### EXERCISE BRIEF
Pick out every line of the rows below that contains the word "black", and copy each one.

### RECORDS SHOWN
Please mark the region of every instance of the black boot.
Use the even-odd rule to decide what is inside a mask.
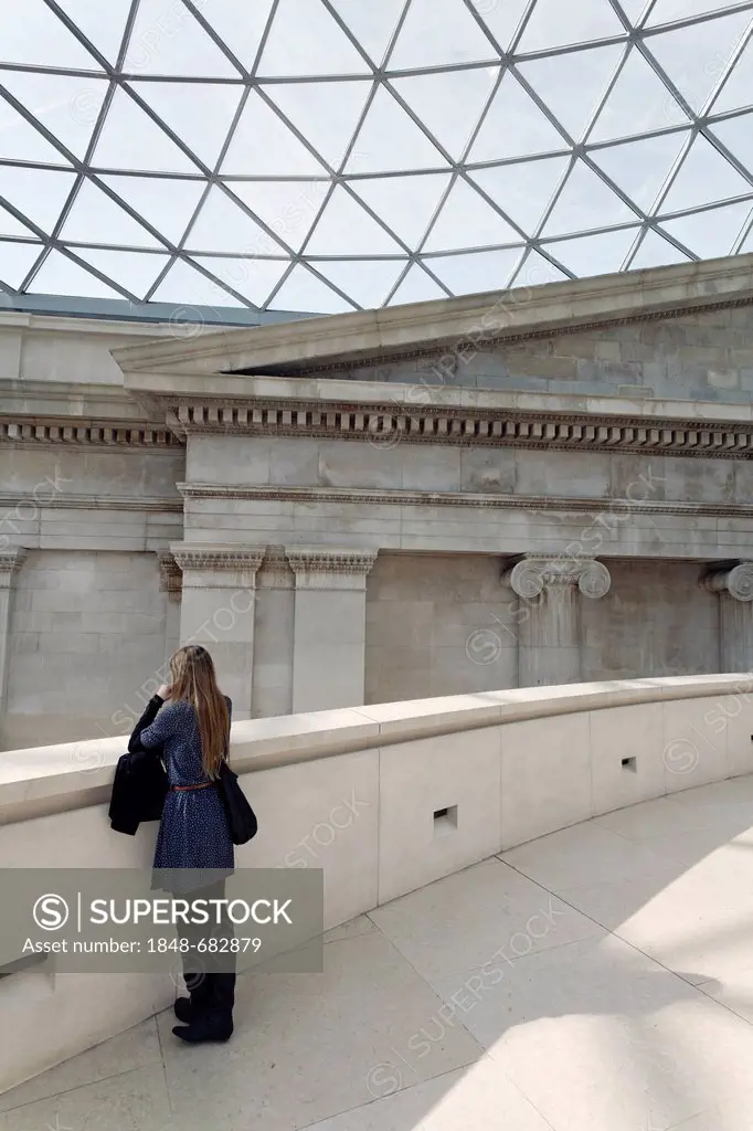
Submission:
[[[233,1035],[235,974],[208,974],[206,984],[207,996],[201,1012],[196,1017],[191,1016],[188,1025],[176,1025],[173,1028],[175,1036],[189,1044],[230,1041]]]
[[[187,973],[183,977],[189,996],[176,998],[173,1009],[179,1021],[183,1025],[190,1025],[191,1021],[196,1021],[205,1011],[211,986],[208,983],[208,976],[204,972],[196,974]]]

...

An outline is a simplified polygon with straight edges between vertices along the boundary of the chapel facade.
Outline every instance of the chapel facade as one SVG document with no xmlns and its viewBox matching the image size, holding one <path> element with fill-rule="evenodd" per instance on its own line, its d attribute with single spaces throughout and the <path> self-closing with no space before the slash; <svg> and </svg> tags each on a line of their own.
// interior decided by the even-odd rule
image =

### SOLUTION
Please mark the region of every instance of the black boot.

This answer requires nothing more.